# [AIM OF THE EXERCISE]
Please copy out the rows, starting at the line that contains "segment car taillight, all instances" and continuing through the last of the rows, both ends included. Leave the pictures out of your answer.

# [PROVIDED MATERIAL]
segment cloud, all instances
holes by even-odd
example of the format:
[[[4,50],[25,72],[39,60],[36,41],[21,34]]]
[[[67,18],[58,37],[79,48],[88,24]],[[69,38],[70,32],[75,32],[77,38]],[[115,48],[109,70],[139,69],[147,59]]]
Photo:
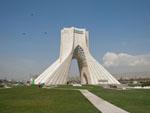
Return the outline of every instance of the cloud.
[[[103,56],[103,65],[110,67],[147,67],[150,66],[150,55],[130,55],[127,53],[107,52]]]

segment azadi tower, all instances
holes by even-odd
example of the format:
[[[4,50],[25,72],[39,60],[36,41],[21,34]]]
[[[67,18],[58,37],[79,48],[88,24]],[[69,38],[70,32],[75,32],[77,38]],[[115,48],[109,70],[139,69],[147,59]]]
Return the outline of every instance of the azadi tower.
[[[59,58],[35,79],[35,84],[67,84],[72,59],[77,59],[81,84],[120,84],[89,51],[89,33],[85,29],[61,30]]]

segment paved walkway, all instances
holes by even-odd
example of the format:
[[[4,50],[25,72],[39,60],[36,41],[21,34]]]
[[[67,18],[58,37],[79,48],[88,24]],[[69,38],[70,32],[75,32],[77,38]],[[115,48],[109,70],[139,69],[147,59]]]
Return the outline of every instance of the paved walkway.
[[[96,96],[85,89],[80,89],[80,92],[102,113],[129,113],[105,100]]]

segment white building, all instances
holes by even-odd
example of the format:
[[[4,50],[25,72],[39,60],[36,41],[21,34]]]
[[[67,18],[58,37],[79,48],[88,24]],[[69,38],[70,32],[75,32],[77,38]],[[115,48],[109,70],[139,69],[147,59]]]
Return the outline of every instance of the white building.
[[[85,29],[61,30],[60,56],[35,79],[35,84],[66,84],[72,59],[77,59],[81,84],[120,84],[89,51],[89,33]]]

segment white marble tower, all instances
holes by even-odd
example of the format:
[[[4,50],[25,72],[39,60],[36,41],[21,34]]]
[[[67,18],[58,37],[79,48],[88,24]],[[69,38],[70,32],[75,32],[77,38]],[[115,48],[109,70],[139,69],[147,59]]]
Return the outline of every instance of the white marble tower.
[[[77,59],[81,84],[120,84],[89,51],[89,33],[85,29],[61,30],[60,56],[35,79],[35,84],[66,84],[72,59]]]

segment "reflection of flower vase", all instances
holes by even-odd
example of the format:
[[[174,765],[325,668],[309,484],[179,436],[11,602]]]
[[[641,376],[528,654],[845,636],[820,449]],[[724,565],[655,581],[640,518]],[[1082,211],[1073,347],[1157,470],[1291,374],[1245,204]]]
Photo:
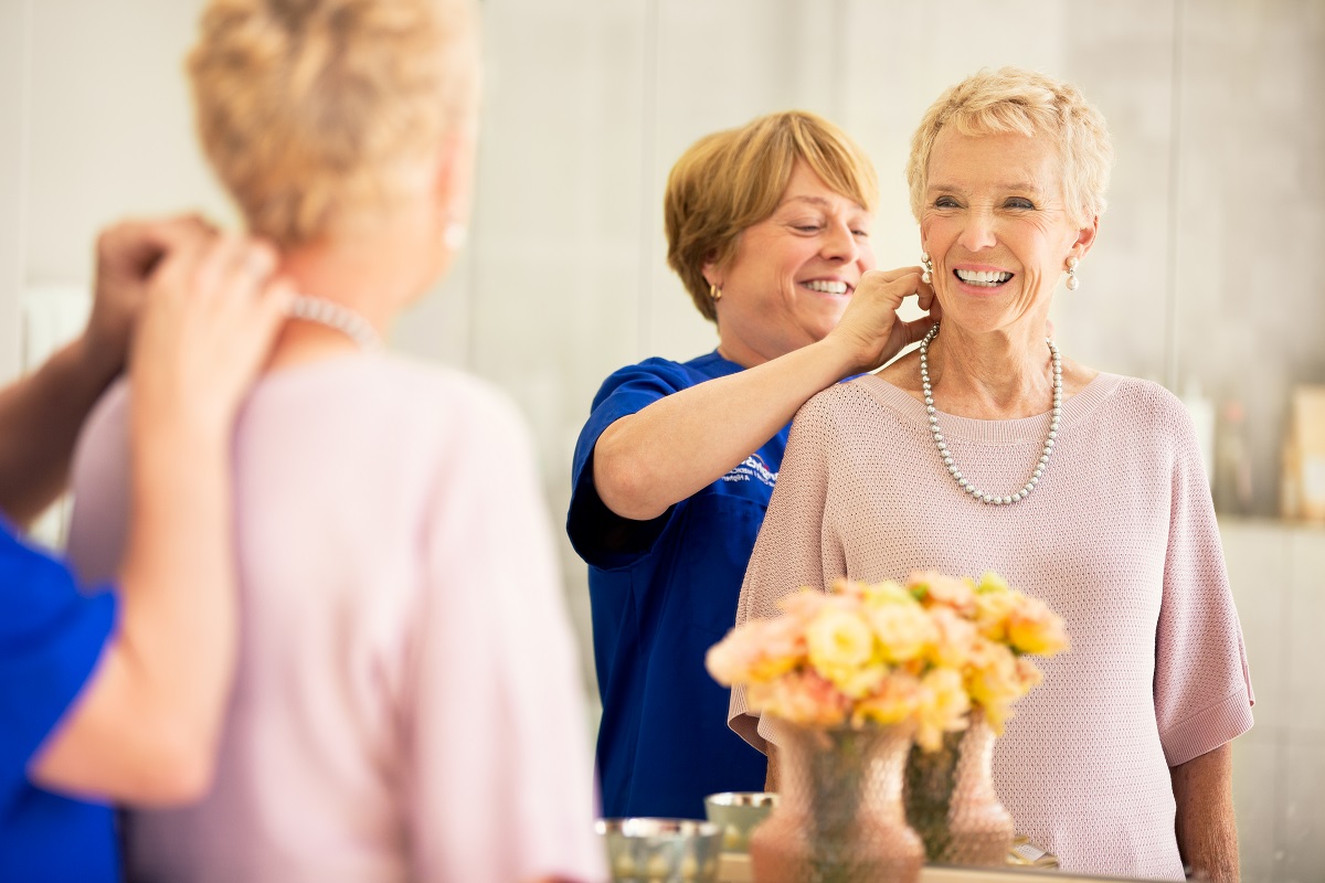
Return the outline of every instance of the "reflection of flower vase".
[[[780,732],[779,804],[750,837],[757,883],[920,879],[925,849],[902,810],[910,731]]]
[[[906,821],[941,864],[998,867],[1012,846],[1012,815],[994,790],[994,731],[979,711],[938,751],[914,745],[906,763]]]

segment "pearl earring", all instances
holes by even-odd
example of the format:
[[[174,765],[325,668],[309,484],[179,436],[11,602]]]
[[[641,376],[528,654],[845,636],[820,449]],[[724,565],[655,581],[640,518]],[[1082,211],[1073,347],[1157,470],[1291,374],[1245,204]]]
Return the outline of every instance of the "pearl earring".
[[[458,252],[465,245],[465,240],[469,238],[469,228],[460,221],[452,221],[447,225],[447,229],[441,232],[443,244],[452,252]]]

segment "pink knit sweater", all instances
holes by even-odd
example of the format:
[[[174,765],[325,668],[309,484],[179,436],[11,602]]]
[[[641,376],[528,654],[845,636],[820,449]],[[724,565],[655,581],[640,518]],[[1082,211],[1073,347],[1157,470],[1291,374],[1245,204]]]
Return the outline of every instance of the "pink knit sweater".
[[[1049,428],[1048,414],[939,421],[962,473],[1004,494]],[[996,571],[1067,621],[1072,650],[1040,661],[1044,683],[995,748],[1018,831],[1067,871],[1182,879],[1169,767],[1247,731],[1252,691],[1181,402],[1100,375],[1064,402],[1039,488],[999,507],[957,487],[906,392],[868,376],[815,396],[792,425],[738,624],[776,616],[800,585],[913,569]],[[733,691],[730,724],[761,751],[772,723]]]

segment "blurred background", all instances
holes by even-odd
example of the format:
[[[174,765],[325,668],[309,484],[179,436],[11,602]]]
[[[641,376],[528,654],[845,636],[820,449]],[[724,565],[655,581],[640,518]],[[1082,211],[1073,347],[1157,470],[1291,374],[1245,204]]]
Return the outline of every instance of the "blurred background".
[[[192,209],[236,224],[182,74],[201,7],[0,0],[0,380],[78,328],[98,228]],[[1325,879],[1325,528],[1300,518],[1325,494],[1325,412],[1310,395],[1325,385],[1325,1],[481,7],[470,244],[392,336],[517,400],[558,524],[598,384],[649,355],[716,346],[664,262],[662,185],[694,139],[788,107],[841,124],[880,172],[880,266],[914,265],[902,167],[925,107],[1004,64],[1085,91],[1117,164],[1081,287],[1057,295],[1057,339],[1191,409],[1257,698],[1256,727],[1235,743],[1243,879]],[[58,545],[58,511],[41,536]],[[564,543],[563,561],[587,641],[584,567]],[[584,654],[592,698],[587,642]]]

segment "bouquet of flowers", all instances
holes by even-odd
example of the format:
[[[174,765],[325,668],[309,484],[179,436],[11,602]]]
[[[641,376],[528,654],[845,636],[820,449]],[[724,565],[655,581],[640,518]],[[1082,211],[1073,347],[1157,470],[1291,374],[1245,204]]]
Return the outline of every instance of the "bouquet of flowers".
[[[914,723],[928,751],[965,729],[973,707],[1000,735],[1012,703],[1041,679],[1027,655],[1068,647],[1057,614],[996,573],[837,580],[779,606],[782,616],[751,620],[710,647],[709,674],[743,684],[751,711],[806,727]]]

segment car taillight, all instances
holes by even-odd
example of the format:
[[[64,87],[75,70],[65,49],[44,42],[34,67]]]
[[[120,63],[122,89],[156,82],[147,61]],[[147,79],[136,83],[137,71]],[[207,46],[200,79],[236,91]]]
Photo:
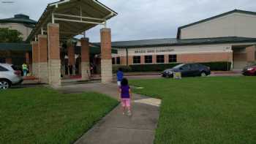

# [TASK OUTPUT]
segment car taillight, all instances
holes by even-odd
example of the format:
[[[64,87],[75,70],[65,49],[44,42],[34,67]]]
[[[120,63],[122,89],[156,82],[147,61]],[[147,79],[136,83],[137,71]],[[207,46],[200,79],[236,91]]]
Photo:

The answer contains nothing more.